▶ _AIM OF THE EXERCISE_: Retype every entry precisely and keep each line whole.

(Source data)
■ ■ ■ ■ ■ ■ ■

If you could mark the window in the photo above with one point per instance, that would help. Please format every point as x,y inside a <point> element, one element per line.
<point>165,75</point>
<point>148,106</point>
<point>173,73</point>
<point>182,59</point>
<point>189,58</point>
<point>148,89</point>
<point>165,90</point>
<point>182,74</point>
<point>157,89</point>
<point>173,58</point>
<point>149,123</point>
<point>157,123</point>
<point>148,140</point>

■ ■ ■ ■ ■ ■ ■

▶ _SOLUTION TO THE EXERCISE_:
If you could mark the window in the photo above with one point per instance, that would help. Please format every point as x,y inside a <point> element, one element per line.
<point>165,75</point>
<point>148,106</point>
<point>173,73</point>
<point>182,59</point>
<point>189,58</point>
<point>148,89</point>
<point>165,90</point>
<point>182,74</point>
<point>157,89</point>
<point>173,58</point>
<point>149,123</point>
<point>157,123</point>
<point>148,140</point>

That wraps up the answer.